*** Blok Teks ***

Apalagi sekarang ini kehidupan sudah beraneka ragam kebutuhannya
sebagai akibat dari
globalisasi.
Dengan demikian dapat
dikatakan bahwa pendidikan sangat luas bisa secara formal
lewat lembaga - dari
tingkat dasar sampai perguruan tinggi - dan pendidikan juga bisa
diperoleh dari dalam
lingkungan baik keluarga maupun maupun masyarakat.
II. HAKEKAT
PENDIDIKAN
Secara formal
pendidikan itu dilaksanakan sejak usia dini sampai perguruan tinggi.
Adapun secara hakiki
pendidikan dilakukan seumur hidup sejak lahir hingga dewasa. Waktu
kecil pun dalam UU 20
Tahun 2003 tentang Sisdiknas pendidikan anak usia dini yang nota
bene anak-anak kecil
sudah didasari dengan pendidikan yang mengajarkan nilai-nilai moral
yang baik agar dapat
membentuk kepribadian dan potensi diri sesuai dengan perkembangan
anak. Dalam PP 27
tahun 1990 bab 1 pasal 1 ayat 2, disebutkan bahwa sekolah untuk peserta
didik yang masih
kecil adalah salah satu bentuk pendidikan pra sekolah yang menyediakan
program pendidikan
dini bagi anak usia 4 tahun sampai memasuki pendidikan dasar
(Harianti, 1996: 12).

***

Tugas a: Salin kata demi kata baris-baris di bawah ini, dari baris yang memuat "job: provide the outline of every instance of the **blue" sampai baris yang memuat "POLYGON ((390 190, 430", kedua baris itu ikut disalin.
Teks dan baris-baris ini diambil dari sumber yang berbeda.

*** Entri Terekstraksi ***

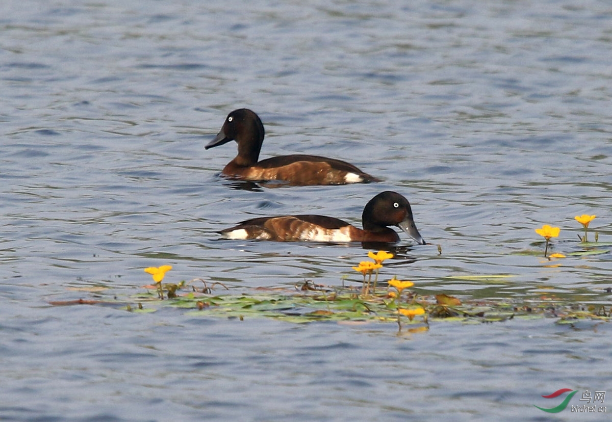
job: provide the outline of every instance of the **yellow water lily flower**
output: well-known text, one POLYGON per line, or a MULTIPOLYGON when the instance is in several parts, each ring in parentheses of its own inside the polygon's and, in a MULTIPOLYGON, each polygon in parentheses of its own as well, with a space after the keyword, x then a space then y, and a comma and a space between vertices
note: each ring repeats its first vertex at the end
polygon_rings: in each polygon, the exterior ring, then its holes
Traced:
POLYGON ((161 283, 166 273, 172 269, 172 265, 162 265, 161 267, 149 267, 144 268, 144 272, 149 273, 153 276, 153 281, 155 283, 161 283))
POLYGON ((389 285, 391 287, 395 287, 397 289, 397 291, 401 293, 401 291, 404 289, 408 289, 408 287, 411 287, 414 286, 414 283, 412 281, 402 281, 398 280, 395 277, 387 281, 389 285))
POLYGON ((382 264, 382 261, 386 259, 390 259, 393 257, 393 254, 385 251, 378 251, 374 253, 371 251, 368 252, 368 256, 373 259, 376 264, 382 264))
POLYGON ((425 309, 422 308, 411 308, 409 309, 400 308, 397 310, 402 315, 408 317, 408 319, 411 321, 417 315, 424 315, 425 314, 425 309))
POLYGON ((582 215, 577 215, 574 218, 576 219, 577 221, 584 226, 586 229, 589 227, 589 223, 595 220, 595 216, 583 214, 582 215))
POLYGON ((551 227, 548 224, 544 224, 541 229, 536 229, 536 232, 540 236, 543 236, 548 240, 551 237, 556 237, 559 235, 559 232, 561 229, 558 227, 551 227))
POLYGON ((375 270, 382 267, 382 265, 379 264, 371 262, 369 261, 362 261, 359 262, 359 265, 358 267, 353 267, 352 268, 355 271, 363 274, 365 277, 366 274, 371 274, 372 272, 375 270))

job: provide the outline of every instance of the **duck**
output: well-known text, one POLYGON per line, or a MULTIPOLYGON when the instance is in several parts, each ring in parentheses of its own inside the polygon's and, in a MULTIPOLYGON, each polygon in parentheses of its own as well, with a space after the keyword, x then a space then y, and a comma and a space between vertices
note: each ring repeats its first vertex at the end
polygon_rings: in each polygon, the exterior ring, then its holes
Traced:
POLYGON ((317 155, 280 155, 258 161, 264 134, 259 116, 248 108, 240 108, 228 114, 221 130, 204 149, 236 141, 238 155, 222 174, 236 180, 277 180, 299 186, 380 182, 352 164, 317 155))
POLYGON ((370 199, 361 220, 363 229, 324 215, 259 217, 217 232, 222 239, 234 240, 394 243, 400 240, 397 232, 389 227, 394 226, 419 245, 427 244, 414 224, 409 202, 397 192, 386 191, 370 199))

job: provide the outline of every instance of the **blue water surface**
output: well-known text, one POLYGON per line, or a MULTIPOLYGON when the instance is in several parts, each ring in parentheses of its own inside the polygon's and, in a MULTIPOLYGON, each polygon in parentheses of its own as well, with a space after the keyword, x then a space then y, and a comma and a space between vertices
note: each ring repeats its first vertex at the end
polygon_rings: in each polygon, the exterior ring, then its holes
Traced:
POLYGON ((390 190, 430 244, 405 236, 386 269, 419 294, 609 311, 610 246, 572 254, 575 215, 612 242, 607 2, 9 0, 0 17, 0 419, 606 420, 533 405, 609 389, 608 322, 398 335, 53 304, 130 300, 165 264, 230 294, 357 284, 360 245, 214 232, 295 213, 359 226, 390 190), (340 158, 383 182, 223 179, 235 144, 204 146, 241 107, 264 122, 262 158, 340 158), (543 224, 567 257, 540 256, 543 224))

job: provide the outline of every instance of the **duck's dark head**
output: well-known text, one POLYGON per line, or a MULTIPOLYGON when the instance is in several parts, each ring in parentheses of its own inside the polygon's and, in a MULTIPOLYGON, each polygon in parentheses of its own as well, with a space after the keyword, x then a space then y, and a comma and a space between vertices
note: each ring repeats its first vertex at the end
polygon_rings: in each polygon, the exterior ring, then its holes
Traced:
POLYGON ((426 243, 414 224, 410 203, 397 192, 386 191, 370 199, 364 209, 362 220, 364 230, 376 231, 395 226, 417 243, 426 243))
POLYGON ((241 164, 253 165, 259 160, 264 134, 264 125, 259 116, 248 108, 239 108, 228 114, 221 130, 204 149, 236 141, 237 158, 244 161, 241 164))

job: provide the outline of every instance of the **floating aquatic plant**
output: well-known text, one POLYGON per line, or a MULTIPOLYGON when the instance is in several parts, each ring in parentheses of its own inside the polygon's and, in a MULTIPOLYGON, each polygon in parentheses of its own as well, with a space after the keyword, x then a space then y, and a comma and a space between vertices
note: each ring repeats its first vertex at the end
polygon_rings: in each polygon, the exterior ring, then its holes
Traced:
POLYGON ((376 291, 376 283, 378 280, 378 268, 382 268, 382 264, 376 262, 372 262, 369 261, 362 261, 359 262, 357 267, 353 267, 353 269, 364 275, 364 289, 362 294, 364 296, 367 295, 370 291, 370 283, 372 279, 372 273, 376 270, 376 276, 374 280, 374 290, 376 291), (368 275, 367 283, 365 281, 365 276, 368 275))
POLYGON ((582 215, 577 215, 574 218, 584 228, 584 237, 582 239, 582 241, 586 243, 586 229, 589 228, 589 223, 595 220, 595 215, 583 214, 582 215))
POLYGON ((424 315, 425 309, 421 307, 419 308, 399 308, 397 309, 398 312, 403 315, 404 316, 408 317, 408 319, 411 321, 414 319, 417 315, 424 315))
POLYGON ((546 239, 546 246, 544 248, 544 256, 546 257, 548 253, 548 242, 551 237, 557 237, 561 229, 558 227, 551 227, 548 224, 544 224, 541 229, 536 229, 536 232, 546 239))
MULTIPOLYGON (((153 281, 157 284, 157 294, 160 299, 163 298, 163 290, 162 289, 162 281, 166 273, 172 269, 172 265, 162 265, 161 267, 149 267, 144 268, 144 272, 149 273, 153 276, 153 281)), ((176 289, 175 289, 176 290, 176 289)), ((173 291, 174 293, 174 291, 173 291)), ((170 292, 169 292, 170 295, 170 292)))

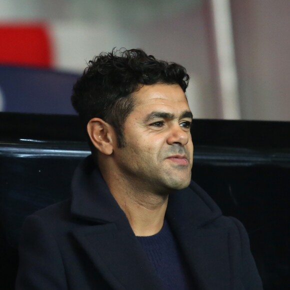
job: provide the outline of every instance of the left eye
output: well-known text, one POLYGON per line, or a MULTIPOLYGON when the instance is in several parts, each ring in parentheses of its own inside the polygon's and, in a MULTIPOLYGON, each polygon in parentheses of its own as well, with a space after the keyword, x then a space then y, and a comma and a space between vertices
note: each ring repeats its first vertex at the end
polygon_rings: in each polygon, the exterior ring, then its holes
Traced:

***

Tugas b: Lanjutkan teks tentang pendidikan di atas dari kalimat terakhirnya.

Jawaban a:
job: provide the outline of every instance of the **blue water surface**
output: well-known text, one POLYGON per line, or a MULTIPOLYGON when the instance is in several parts, each ring in parentheses of its own inside the polygon's and, in a MULTIPOLYGON, each polygon in parentheses of its own as well, with a space after the keyword, x then a space then y, and a comma and a space between vertices
note: each ring repeats its first vertex at the end
polygon_rings: in each polygon, the exterior ring, then its holes
Traced:
POLYGON ((390 190, 430 244, 405 236, 386 269, 419 294, 609 311, 610 246, 572 254, 575 215, 612 242, 607 2, 9 0, 0 17, 0 419, 606 420, 533 405, 609 389, 608 322, 398 335, 53 304, 130 300, 165 264, 230 294, 357 284, 360 245, 214 232, 295 213, 359 226, 390 190), (340 158, 383 182, 223 179, 235 144, 204 146, 241 107, 264 122, 262 158, 340 158), (543 224, 567 257, 540 256, 543 224))

Jawaban b:
Di samping itu terdapat 6 fungsi pendidikan (Depdiknas 2004: 4), yaitu:
· Mengenalkan
peraturan dan menanamkan disiplin kepada anak.
· Mengenalkan
anak pada dunia sekitarnya.
· Menumbuhkan
sikap dan perilaku yang baik.
· Mengembangkan
kemampuan berkomunikasi dan bersosialisasi.
· Mengembang
ketrampilan, kreativitas, dan kemampuan yang dimiliki anak.
· Menyiapkan
anak untuk memasuki pendidikan dasar.
Dari beberapa uraian
di atas inilah, maka pendidikan yang menanamkan nilai-nilai
positif akan tepat
dimulai ketika anak usia dini. Dengan demikian pendidikan bagi peserta
didik yang masih
kecil merupakan landasan yang tepat sebelum masuk pada pendidikan yang
lebih tinggi.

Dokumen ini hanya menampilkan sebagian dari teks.